* Task data:
--- START ---

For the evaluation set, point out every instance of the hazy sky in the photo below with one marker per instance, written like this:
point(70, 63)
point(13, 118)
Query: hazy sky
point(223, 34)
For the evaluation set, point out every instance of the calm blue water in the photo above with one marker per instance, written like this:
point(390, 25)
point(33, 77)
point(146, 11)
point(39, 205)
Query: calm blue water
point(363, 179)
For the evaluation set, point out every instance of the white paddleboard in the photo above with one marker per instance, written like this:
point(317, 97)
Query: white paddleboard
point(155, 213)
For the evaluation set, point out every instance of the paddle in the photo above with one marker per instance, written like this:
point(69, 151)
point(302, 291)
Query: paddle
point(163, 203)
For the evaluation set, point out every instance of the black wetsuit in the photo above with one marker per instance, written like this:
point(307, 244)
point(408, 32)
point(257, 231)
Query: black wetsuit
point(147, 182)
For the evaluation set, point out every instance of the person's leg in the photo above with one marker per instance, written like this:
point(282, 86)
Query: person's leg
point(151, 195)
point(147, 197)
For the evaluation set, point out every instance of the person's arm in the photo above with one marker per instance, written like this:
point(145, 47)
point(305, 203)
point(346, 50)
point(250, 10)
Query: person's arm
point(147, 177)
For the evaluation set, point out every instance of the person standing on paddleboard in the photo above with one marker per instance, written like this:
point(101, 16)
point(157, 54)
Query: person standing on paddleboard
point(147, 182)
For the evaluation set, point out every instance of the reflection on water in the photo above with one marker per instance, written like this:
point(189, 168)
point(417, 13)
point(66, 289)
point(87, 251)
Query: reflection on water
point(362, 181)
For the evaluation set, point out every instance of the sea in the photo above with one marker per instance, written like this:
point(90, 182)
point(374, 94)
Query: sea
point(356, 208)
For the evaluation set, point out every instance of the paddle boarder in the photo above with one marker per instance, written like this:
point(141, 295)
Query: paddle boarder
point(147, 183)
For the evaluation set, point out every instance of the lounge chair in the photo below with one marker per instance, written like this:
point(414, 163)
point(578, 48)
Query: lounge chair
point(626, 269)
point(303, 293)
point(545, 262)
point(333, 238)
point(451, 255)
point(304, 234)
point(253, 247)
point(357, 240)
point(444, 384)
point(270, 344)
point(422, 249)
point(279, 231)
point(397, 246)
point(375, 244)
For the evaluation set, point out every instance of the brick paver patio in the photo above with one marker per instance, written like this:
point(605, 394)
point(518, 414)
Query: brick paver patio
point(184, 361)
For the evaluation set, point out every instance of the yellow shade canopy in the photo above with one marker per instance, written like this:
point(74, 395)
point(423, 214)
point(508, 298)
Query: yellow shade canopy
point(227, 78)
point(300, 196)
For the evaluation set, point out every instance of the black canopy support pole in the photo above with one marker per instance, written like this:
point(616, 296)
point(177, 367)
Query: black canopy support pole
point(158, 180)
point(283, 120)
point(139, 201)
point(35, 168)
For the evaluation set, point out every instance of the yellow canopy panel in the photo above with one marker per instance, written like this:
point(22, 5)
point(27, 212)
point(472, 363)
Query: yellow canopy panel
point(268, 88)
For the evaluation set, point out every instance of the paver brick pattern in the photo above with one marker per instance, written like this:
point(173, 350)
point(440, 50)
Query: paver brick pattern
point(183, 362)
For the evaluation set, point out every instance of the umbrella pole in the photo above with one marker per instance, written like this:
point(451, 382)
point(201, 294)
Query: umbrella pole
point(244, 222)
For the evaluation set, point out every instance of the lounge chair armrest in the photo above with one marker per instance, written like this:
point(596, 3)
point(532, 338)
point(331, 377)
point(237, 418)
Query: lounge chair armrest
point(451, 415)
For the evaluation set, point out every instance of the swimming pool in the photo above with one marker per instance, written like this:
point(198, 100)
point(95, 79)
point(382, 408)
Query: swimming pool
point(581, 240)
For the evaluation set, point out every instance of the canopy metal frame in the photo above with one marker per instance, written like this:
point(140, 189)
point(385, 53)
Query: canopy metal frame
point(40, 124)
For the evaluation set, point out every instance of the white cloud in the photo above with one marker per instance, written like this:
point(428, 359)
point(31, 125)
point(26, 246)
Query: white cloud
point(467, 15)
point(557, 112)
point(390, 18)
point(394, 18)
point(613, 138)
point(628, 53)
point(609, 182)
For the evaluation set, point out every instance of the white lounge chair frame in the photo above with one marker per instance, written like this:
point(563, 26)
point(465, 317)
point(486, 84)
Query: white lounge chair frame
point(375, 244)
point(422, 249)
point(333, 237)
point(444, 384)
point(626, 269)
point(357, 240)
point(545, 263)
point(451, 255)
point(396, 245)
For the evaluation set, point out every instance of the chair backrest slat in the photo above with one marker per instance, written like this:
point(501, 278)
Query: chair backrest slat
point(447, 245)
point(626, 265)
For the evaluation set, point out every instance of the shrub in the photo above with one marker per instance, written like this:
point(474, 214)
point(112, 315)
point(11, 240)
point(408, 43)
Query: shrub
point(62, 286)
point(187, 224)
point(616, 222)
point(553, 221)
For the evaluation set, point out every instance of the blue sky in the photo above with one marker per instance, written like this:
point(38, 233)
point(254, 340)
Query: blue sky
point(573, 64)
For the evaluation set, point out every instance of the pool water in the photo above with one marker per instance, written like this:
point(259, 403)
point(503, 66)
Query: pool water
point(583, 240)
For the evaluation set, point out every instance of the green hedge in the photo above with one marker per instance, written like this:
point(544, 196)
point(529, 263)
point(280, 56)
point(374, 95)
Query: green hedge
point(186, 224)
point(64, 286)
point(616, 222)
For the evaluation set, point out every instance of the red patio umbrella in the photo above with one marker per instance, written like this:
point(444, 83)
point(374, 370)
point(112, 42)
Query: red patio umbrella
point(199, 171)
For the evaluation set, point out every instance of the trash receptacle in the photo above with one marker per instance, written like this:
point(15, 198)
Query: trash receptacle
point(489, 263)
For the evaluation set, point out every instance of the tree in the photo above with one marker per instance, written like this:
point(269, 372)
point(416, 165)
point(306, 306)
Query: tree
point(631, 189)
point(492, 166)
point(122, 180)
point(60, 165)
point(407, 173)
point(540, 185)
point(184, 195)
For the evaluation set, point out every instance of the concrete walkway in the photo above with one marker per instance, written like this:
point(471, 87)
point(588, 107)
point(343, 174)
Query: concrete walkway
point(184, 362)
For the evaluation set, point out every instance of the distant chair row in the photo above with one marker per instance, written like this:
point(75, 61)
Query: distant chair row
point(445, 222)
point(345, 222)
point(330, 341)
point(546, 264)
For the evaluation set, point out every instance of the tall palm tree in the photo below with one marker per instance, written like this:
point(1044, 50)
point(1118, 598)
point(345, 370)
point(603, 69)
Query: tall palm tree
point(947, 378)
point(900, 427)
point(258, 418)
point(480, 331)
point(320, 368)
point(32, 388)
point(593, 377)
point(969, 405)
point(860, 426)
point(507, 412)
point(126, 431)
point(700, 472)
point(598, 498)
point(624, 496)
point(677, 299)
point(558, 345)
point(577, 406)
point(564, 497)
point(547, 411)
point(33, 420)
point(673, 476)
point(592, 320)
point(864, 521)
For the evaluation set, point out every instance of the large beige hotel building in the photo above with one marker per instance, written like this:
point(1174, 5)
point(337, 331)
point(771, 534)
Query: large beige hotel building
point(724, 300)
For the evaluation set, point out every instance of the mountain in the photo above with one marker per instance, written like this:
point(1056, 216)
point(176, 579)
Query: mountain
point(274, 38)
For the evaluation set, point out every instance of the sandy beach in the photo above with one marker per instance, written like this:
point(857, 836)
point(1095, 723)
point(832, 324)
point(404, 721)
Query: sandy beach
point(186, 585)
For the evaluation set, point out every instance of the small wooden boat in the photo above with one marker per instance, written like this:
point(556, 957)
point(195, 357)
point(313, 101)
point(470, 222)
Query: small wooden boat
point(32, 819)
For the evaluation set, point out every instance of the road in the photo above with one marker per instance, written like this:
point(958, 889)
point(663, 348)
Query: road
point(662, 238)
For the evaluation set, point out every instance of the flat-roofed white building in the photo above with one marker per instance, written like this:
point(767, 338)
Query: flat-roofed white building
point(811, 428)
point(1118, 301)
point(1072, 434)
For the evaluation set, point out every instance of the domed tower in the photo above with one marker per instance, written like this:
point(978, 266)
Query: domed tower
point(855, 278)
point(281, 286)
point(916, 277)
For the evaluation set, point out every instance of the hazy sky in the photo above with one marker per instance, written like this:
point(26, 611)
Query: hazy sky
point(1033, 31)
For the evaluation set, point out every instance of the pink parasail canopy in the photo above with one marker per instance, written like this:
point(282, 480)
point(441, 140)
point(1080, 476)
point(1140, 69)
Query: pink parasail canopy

--- END ---

* Exercise objective: Turn every line of the rows above, from the very first line down through the line containing "point(356, 208)", into a numbered list with blank lines left out.

* Complete response:
1. For the evaluation set, point out every instance of the hazy sky in the photo below with one marker per instance, written like this:
2. point(70, 63)
3. point(13, 118)
4. Query: hazy sky
5. point(223, 34)
6. For the evaluation set, point out every instance of the calm blue water in the photo above with one marker per instance, written like this:
7. point(390, 25)
8. point(33, 77)
9. point(146, 11)
10. point(39, 205)
11. Query: calm blue water
12. point(363, 179)
13. For the evaluation set, point out every instance of the white paddleboard in the photo above with one marker per instance, written like this:
14. point(317, 97)
15. Query: white paddleboard
16. point(155, 213)
17. For the evaluation set, point out every instance of the paddle in the photo above with one marker per instance, written like this:
18. point(69, 151)
19. point(302, 291)
20. Query: paddle
21. point(163, 203)
22. For the evaluation set, point out every instance of the black wetsuit in the photo above with one marker per instance, written like this:
23. point(307, 244)
24. point(408, 32)
25. point(257, 231)
26. Query: black wetsuit
27. point(147, 182)
28. For the evaluation set, point out every instance of the person's leg in the photo above with one marker per instance, written like this:
29. point(282, 86)
30. Query: person's leg
31. point(151, 195)
32. point(147, 197)
33. For the evaluation set, point out every instance of the person's arm in the photo above with one marker per instance, written like this:
34. point(145, 47)
35. point(305, 203)
36. point(346, 50)
37. point(250, 10)
38. Query: person's arm
39. point(147, 177)
40. For the evaluation set, point out every instance of the person standing on paddleboard in the photo above with one marker per instance, written like this:
41. point(101, 16)
42. point(157, 54)
43. Query: person standing on paddleboard
44. point(147, 182)
45. For the evaluation set, point out every instance of the reflection on water in the photo above with one marker per instance, written like this:
46. point(189, 168)
47. point(417, 13)
48. point(66, 289)
49. point(87, 251)
50. Query: reflection on water
51. point(362, 181)
52. For the evaluation set, point out every instance of the sea in the photo above with one marker per instance, written like this:
53. point(90, 182)
54. point(374, 94)
55. Query: sea
56. point(356, 208)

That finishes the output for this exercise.